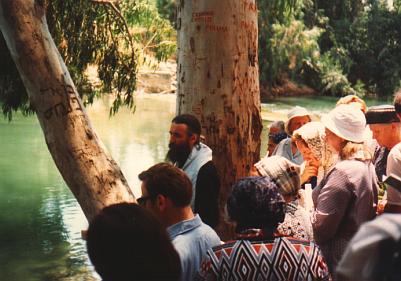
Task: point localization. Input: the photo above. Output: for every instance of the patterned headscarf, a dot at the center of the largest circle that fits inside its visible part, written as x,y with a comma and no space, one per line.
313,134
255,202
283,172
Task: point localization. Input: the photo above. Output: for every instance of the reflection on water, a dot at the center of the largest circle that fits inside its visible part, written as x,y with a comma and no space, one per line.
40,221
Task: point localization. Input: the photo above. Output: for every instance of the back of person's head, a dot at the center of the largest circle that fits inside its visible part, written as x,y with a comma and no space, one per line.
354,100
168,180
255,202
397,101
126,242
193,124
284,173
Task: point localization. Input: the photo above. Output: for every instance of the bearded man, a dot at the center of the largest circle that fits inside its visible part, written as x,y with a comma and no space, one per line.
195,159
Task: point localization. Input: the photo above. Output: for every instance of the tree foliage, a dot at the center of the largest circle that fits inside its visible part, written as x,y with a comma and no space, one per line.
336,47
100,32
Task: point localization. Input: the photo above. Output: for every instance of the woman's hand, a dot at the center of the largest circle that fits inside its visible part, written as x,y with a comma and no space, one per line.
309,171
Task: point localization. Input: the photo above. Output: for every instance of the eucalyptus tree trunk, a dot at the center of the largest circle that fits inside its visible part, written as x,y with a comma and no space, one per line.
218,80
89,171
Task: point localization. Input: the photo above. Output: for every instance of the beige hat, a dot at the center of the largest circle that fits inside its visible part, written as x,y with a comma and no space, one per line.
282,172
347,122
297,111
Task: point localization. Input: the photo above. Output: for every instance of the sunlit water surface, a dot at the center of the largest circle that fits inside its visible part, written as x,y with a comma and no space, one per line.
41,222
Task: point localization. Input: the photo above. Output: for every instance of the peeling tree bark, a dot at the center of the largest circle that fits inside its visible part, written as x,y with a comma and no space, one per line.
92,175
218,80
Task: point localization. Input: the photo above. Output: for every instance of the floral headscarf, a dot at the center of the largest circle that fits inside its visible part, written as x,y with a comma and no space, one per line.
313,133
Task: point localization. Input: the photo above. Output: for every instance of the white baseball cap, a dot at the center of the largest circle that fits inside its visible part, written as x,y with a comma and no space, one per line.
348,122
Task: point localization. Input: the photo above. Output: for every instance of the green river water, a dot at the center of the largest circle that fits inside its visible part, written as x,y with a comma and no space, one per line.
41,222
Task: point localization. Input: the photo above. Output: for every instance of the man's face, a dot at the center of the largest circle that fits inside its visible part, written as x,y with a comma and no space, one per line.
271,145
181,143
297,122
307,153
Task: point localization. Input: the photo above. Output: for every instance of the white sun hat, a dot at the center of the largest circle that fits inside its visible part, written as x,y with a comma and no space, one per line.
297,111
348,122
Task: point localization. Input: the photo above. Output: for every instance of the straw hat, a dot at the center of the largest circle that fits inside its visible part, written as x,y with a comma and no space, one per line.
297,111
381,114
347,122
283,172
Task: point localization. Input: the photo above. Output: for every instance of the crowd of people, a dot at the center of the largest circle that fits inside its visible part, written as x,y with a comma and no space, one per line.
311,209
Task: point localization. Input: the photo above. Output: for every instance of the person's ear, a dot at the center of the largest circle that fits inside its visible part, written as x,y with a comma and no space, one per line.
161,202
193,138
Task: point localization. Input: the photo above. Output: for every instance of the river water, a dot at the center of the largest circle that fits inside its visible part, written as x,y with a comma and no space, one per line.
41,222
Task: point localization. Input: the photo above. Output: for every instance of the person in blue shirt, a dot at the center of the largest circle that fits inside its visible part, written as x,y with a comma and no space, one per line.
167,192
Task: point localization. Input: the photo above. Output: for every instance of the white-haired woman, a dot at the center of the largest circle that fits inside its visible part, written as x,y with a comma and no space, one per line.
347,195
286,175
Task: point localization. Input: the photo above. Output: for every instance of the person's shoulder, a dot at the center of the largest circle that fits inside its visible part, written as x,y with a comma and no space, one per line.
206,232
349,167
395,152
208,166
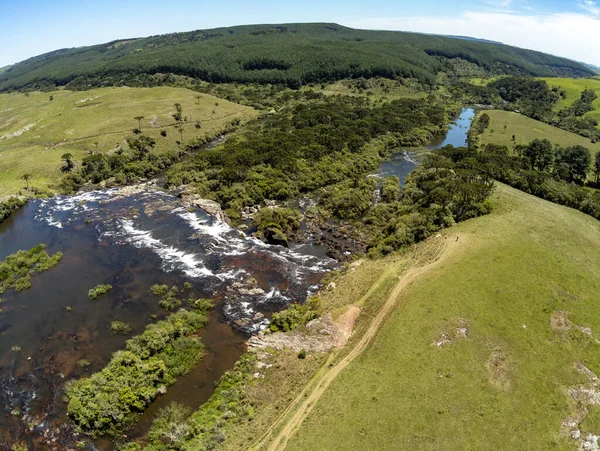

━━━━━━━━━━━━━━━━━━━━

§ Directive: Which rows above contain the word "water"? Gather every one of them and copy each line in full.

§ Output for this task:
Task: point localization. Input: the photo above. Output: for every instance of the reflection on water, a dot at the center of the largest circle that fits inside its visible part, written as x,y with a comma and no space, one per line.
Task: point localization. Input: the photo above. Output: for every instance of the sunlit water surface, a dot at the center of the largest circle that fits inside its visible part, written as x,y with a comma and no space, one per line.
Task: point localization. Input: the photo above. Output: for every instance of the green river water, a dot at the center of the largest circle that fits inside its visible part, written as x,y with a comma and no space, one per line.
Task: point localization. Input: the photo above. Output: for every instance of the river water, a dot at the center of the largest circle that fits inside its visible part, written as x,y with a comma and no space, one per line.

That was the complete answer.